**TASK OBJECTIVE**
Repeat the whole listing below exactly as it reads.
DATA SHOWN below:
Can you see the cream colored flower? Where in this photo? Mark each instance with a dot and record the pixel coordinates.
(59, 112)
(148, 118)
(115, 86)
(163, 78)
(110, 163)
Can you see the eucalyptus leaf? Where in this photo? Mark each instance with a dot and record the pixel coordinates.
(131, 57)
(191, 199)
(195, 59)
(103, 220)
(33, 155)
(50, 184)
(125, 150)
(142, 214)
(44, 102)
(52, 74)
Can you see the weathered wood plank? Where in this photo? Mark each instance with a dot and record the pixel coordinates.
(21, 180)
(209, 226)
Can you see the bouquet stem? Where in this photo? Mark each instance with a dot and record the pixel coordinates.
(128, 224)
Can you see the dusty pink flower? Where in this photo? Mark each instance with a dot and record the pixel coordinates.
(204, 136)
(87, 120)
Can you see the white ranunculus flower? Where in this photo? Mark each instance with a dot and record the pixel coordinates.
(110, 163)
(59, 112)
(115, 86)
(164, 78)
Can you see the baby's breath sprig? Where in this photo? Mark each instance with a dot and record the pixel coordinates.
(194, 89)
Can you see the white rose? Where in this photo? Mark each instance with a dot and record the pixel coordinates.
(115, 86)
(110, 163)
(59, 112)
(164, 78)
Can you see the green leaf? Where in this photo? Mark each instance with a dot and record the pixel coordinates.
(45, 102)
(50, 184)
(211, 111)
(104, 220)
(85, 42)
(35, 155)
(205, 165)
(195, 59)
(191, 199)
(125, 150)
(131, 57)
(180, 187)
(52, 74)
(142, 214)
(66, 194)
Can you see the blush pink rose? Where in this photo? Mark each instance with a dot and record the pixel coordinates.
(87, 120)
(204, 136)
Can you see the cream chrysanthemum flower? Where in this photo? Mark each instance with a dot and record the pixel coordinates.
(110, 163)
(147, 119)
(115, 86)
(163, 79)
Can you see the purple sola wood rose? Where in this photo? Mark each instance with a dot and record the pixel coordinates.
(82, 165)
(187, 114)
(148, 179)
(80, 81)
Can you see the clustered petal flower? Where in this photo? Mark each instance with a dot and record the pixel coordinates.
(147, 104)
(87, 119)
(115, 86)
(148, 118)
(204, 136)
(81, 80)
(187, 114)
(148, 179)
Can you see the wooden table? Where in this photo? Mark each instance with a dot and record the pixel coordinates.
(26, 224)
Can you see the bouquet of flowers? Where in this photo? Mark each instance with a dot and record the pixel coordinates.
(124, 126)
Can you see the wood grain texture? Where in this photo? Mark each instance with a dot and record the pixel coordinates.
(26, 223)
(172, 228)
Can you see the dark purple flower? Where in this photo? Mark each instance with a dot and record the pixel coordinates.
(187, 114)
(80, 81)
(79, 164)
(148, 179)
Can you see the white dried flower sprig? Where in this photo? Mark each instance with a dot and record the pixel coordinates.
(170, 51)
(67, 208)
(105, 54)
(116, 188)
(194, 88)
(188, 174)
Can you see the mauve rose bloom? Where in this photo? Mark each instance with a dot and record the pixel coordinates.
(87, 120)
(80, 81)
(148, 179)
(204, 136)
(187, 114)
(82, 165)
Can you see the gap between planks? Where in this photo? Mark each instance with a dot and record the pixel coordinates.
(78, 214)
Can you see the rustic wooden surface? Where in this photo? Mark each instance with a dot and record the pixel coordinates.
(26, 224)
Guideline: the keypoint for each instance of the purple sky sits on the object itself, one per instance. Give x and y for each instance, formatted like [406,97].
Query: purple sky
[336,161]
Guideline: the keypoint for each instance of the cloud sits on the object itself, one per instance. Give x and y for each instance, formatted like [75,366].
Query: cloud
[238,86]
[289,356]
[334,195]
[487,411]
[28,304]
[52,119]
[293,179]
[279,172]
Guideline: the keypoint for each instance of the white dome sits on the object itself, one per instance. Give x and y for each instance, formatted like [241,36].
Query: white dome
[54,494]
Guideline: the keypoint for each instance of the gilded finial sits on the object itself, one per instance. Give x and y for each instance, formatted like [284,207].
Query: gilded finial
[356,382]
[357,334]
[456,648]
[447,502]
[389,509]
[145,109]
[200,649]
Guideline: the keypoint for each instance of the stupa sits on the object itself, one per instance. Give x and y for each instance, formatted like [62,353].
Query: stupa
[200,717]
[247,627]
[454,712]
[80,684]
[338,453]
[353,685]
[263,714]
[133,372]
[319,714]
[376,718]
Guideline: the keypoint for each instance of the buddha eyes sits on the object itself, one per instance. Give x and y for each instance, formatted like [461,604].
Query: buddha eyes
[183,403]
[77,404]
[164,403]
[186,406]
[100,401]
End of DATA SHOWN.
**ANSWER TO THE EXERCISE**
Can you see the cream colored flower? Where in this photo? Mark each instance with a dot and record the pixel coordinates.
(59, 112)
(148, 118)
(115, 86)
(163, 78)
(110, 163)
Can you see the eucalyptus leaf? Where in this photo? Mark each instance with a dot and record the pixel coordinates.
(131, 57)
(191, 199)
(195, 59)
(103, 220)
(33, 155)
(50, 184)
(125, 150)
(142, 214)
(44, 102)
(52, 74)
Can you see the weathered wood plank? Where in this photo? Mark each instance with a dot and record the pixel coordinates.
(21, 180)
(209, 226)
Can you see the bouquet stem? Where in this photo? Mark each instance with a dot and record the pixel coordinates.
(128, 224)
Can you see the dusty pink flower? Where in this photo? Mark each instance with a dot and record the pixel coordinates.
(204, 136)
(87, 120)
Can you see the white ranunculus flower? Where in this photo? Mark each instance with a dot and record the pixel coordinates.
(110, 163)
(59, 112)
(115, 86)
(164, 78)
Can you see the baby's breath sprig? Where in this photo? Mark each instance with a dot and record the pixel coordinates.
(194, 89)
Can you see the white rose? Where in this photo? Mark each instance with a dot and record the pixel coordinates.
(115, 86)
(110, 163)
(59, 112)
(164, 78)
Can you see the green leaf? Where in this photo? Mark each instance with a dot and record the pixel coordinates.
(45, 102)
(50, 184)
(211, 111)
(104, 220)
(85, 42)
(35, 155)
(205, 165)
(195, 59)
(191, 199)
(125, 150)
(131, 57)
(180, 187)
(52, 74)
(142, 214)
(66, 194)
Can you see the blush pink rose? Where in this photo? Mark each instance with a dot and record the pixel coordinates.
(87, 120)
(204, 136)
Can you see the cream chrysanthemum flower? Where in this photo? Mark each instance with a dot and record the pixel coordinates.
(110, 163)
(147, 119)
(115, 86)
(163, 79)
Can you see the purple sola wood rose? Where in this photo? Mark each instance with a dot and record the pixel coordinates.
(82, 165)
(187, 114)
(148, 179)
(80, 81)
Can you see the clustered petal flower? Where in this photo? Mark each instance with a dot and record the pixel coordinates.
(147, 104)
(87, 119)
(115, 86)
(148, 118)
(204, 136)
(81, 80)
(187, 114)
(148, 179)
Can you see the wooden table? Where in this photo? Mark each instance with a dot and record the pixel coordinates.
(26, 224)
Can you see the bouquet of flowers? Where in this photo? Mark each instance with a dot and record the pixel coordinates.
(124, 126)
Can you see the wood grain texture? Where in this photo? Mark each instance with a dot and record the pixel coordinates.
(26, 223)
(172, 228)
Can you see the dark purple flower? Where in this photo? Mark each instance with a dot and record the pixel coordinates.
(187, 114)
(80, 81)
(79, 164)
(148, 179)
Can you see the white dried flower sprig? Where in this photo? Mark each instance with a dot and record the pixel coordinates.
(170, 51)
(67, 208)
(105, 54)
(116, 188)
(194, 88)
(188, 174)
Can you see the mauve rose bloom? Where in this photo? Mark each instance with a dot and record the pixel coordinates.
(87, 120)
(80, 81)
(148, 179)
(204, 136)
(187, 114)
(82, 165)
Can you see the gap between planks? Where in this photo? Mark each instance with a dot and record the pixel coordinates.
(78, 214)
Can you see the rustic wooden surface? Where in this photo? Mark each instance with a dot and record the pixel coordinates.
(26, 224)
Guideline: the keypoint for each instance of the purple sky sits on the object itself, one per instance. Give x and y for each instance, formatted like [406,97].
Query: purple sky
[336,161]
Guideline: the keypoint for each instance of the cloud sits on the object itself, one per instance. Give x and y for each instance, formatted like [75,366].
Query: cloud
[238,86]
[289,356]
[334,195]
[487,411]
[28,304]
[52,119]
[293,179]
[279,172]
Guideline: the keypoint for each instance of the white dome sits on the object itself, one per instance. Give x and y for each instance, formatted like [241,36].
Query: white dome
[54,494]
Guideline: the keypoint for each instance of the gilded finial sits on the object itself, one per instance. Give x and y for each instance, formatted like [284,207].
Query: gilded finial
[356,382]
[357,334]
[456,648]
[447,502]
[389,509]
[145,109]
[200,649]
Guideline: the keypoint for each instance of the stupa sits on the object itself, one per instance. Give x and y for each instance, formatted like [62,353].
Query: stupa
[200,717]
[247,627]
[454,712]
[80,684]
[338,453]
[353,685]
[263,714]
[133,372]
[319,714]
[376,718]
Guideline: the keypoint for each instance of the buddha eyes sits on the object itself, one per instance. Give x and y for each instance, formatted like [461,604].
Query: buddha eyes
[183,403]
[77,404]
[164,403]
[186,406]
[100,401]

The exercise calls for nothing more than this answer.